Task goal: Each record must be output exactly and in full.

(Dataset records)
▬▬▬▬▬▬
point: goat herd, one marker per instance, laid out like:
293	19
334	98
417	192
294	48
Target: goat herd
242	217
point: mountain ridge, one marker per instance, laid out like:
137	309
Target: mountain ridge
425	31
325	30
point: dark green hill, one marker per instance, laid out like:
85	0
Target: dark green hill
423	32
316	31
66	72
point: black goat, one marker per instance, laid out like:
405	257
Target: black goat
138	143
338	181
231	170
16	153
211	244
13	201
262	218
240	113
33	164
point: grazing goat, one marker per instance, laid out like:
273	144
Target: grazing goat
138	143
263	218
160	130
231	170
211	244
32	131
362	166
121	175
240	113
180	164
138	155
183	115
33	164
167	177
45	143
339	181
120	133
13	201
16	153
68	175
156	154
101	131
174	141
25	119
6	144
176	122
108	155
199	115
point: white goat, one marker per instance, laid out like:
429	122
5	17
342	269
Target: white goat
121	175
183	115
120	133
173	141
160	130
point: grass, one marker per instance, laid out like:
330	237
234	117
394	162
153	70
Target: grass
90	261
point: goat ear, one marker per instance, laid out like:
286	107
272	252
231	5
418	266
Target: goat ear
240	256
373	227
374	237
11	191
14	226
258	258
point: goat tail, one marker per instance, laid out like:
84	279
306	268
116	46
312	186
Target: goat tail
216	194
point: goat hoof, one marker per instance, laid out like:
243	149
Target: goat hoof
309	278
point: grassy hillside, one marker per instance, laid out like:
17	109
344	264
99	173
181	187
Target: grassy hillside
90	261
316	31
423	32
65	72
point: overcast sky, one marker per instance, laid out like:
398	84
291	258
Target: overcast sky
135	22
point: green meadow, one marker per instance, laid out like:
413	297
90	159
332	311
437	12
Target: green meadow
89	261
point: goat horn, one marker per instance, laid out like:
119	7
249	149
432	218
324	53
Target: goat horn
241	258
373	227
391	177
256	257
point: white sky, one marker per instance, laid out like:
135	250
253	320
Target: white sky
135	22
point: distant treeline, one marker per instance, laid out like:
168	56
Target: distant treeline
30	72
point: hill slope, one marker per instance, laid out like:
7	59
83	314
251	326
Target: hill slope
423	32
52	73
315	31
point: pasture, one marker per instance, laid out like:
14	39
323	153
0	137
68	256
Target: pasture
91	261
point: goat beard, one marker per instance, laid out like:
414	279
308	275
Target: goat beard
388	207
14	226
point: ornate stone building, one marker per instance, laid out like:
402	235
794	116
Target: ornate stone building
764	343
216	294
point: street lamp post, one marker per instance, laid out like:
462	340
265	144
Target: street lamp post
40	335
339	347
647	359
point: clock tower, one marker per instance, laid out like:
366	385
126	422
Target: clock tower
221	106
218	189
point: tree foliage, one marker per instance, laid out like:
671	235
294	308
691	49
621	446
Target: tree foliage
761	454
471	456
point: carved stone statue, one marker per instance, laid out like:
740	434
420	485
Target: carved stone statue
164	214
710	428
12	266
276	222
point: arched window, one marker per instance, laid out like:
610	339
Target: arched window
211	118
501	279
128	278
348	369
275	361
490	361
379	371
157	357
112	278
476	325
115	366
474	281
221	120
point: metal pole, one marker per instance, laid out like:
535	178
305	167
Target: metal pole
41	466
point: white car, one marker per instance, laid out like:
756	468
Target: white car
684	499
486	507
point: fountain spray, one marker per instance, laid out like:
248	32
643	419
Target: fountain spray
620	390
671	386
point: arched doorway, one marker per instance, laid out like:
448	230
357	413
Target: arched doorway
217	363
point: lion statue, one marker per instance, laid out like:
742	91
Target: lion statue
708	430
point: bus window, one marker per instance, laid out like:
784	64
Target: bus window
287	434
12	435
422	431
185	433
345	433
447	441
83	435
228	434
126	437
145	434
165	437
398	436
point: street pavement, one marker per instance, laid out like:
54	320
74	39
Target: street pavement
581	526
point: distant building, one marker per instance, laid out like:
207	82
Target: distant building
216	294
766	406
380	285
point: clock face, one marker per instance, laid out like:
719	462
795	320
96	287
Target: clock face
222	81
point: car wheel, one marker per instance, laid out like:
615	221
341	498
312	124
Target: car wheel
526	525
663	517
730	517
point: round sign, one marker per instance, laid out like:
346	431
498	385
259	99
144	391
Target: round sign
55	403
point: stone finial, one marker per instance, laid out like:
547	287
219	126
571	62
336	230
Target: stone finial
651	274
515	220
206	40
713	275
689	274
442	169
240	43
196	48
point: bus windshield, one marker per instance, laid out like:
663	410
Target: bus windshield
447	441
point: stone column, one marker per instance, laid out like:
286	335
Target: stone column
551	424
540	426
▬▬▬▬▬▬
Answer section:
point: goat herd, one marker per instance, laid out like:
293	19
334	98
417	192
294	48
Target: goat herd
242	217
point: mountain ridge, one marker per instance, laid out like:
137	309
Target: mountain ridge
425	31
325	30
point: dark green hill, one marker per instance, laid out like:
85	0
Target: dark green hill
423	32
316	31
66	72
point: black goat, one marker per instance, laid out like:
405	257
Target: black goat
138	143
338	181
231	170
16	153
211	244
13	201
262	218
240	113
33	164
point: grazing goat, one marker per instance, laid out like:
273	144
Target: grazing goat
138	143
263	218
160	130
231	170
211	244
32	131
362	166
121	175
240	113
180	164
138	155
183	115
33	164
167	177
45	143
339	181
120	133
13	201
16	153
68	175
156	154
101	131
174	141
25	119
6	144
176	122
108	155
199	115
point: white goat, one marker per instance, laid out like:
429	122
5	17
342	269
Target: white goat
121	175
183	115
120	133
173	141
160	130
point: grass, one marker per instance, laid out like:
330	237
234	117
394	162
153	70
Target: grass
90	261
point: goat ear, one marker per instance, laid out like:
286	107
272	252
231	5
418	266
Target: goat ear
240	256
373	227
374	237
11	191
14	226
258	258
point: goat tail, one marker per instance, laid out like:
84	279
306	268
116	46
312	186
Target: goat tail
216	194
point: goat hoof, one marker per instance, laid out like:
243	149
Target: goat hoof
309	278
point: grassy hillside, one marker per instance, laid out like:
17	109
344	264
99	173
181	187
Target: grassy hillside
90	261
316	31
423	32
65	72
point: overcast sky, one marker per instance, laid out like:
398	84
291	258
Target: overcast sky
135	22
point: green meadow, one marker per instance, laid out like:
413	297
90	159
332	311
437	12
Target: green meadow
89	261
point: goat horn, one marker per instance, laid out like:
119	7
249	149
432	218
324	53
Target: goat horn
241	258
373	227
391	177
256	257
point: white sky, one marker per instance, laid out like:
135	250
253	320
Target: white sky
135	22
point: distant treeline, one marker per instance, laid out like:
168	56
Target: distant treeline
30	72
point: hill slope, one marker per instance, laid out like:
7	59
83	314
251	326
Target: hill slope
423	32
52	73
315	31
point: pasture, one marker per instance, laid out like:
14	39
323	153
0	137
68	256
Target: pasture
91	261
point: goat beard, one marker per instance, laid out like:
414	279
308	275
Target: goat beard
388	207
14	226
point: ornate stone building, one marker per instance, laid out like:
402	235
794	116
Target: ornate stone building
764	343
216	294
point: street lamp post, one marker per instance, laid out like:
462	340
265	144
Target: street lamp post
40	335
339	347
647	359
point: clock tower, one marker per instance, laid out like:
366	385
126	422
Target: clock tower
221	106
218	189
point: tree foliage, one marker per instance, laid out like:
671	235
294	308
691	49
621	446
Target: tree foliage
761	454
471	456
point: carved stone statue, one marker per instance, laid out like:
740	434
420	485
Target: carved stone statue
164	214
710	428
12	266
276	222
point: arched window, one marker per instance, laid out like:
610	339
Target: arched window
211	118
501	279
128	278
348	369
275	361
490	361
379	371
157	357
112	278
476	325
115	366
474	281
221	120
point: metal pole, one marker per instance, laid out like:
535	178
305	167
Target: metal pole
41	466
point: white car, one marker per instance, laid out like:
756	468
Target: white car
684	499
486	507
point: fountain spray, one marker per instance, laid out like:
248	32
643	419
Target: fountain spray
620	390
671	386
point: arched doorway, one marker per instance, laid out like:
448	230
357	413
Target: arched doorway
217	363
point: lion statue, one marker per instance, laid out like:
742	91
Target: lion statue
708	430
point: bus window, one marker per instance, laid out like:
784	64
Target: bus window
287	434
12	435
422	431
185	433
345	433
447	441
83	435
228	434
126	437
145	434
165	437
398	436
point: street pavement, one marker per instance, laid out like:
54	320
74	39
Target: street pavement
581	526
point: distant building, one marker per instance, laid out like:
207	82
Target: distant building
216	294
766	406
380	285
point: clock face, one marker per instance, laid out like:
719	462
795	320
96	287
Target: clock face
222	81
point: car wheel, one marker per instance, laid out like:
615	221
341	498
312	124
Target: car wheel
526	525
663	517
730	517
point: round sign, one marker per instance, laid out like:
346	431
498	385
259	99
144	391
Target: round sign
55	403
point: stone finial, one marker per instance, laid out like:
547	287
219	126
571	62
336	230
Target: stone finial
651	274
515	220
206	40
713	275
689	274
442	169
240	43
196	48
point: bus windshield, one marker per instance, laid out like:
663	410
Target: bus windshield
447	441
point: stone column, one marker per instance, laid out like:
286	335
Target: stone column
551	424
540	426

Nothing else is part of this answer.